**Stated goal:**
Reproduce everything from the line containing "written like (314,166)." down through the last of the items below, including both ends.

Location labeling items

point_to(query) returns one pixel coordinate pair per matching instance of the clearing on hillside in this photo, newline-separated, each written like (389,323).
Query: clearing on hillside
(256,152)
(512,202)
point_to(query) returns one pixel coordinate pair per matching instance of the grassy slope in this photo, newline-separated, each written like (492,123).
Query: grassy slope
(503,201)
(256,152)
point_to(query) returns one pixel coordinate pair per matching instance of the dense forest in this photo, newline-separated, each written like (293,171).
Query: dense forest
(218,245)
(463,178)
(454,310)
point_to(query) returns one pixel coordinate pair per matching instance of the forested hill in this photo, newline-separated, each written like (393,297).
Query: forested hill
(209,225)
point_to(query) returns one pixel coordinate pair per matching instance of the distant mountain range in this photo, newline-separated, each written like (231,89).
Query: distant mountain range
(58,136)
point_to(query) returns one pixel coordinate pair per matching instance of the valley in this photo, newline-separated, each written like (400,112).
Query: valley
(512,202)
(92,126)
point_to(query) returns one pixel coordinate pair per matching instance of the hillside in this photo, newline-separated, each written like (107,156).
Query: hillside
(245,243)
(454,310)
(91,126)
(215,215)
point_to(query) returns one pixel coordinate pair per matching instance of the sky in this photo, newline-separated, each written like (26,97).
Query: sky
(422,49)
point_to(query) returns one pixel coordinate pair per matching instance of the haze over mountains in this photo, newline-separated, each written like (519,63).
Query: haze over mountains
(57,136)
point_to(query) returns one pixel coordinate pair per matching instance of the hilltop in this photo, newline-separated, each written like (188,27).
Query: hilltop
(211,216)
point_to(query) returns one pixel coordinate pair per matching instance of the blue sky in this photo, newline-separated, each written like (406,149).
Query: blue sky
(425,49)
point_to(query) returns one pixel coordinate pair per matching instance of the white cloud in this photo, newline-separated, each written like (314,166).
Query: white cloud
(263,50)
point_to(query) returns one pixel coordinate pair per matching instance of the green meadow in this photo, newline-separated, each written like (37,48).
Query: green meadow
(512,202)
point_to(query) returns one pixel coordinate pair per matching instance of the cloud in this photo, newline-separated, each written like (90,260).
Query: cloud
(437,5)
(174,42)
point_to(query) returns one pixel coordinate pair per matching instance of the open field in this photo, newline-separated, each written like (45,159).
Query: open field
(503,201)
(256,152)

**Complete answer:**
point_to(query) returns one pixel coordinate pair per matching instance of the white cloud in this photo, newline-separated, each written like (314,166).
Query: white cloud
(263,50)
point_to(query) returns one pixel coordinate pair per matching instance of the green meadow in this photo, newline-separated, each written like (37,48).
Query: green meadow
(512,202)
point_to(query) returns one pixel coordinate pair per matching instance of the cloud in this photo, newline-separated, each written like (90,260).
Query: cloud
(437,5)
(174,42)
point_to(query) returns one pixel coordinate pair per matching instance of the open field in this photo, newline-separated, each written like (45,159).
Query: open field
(503,201)
(256,152)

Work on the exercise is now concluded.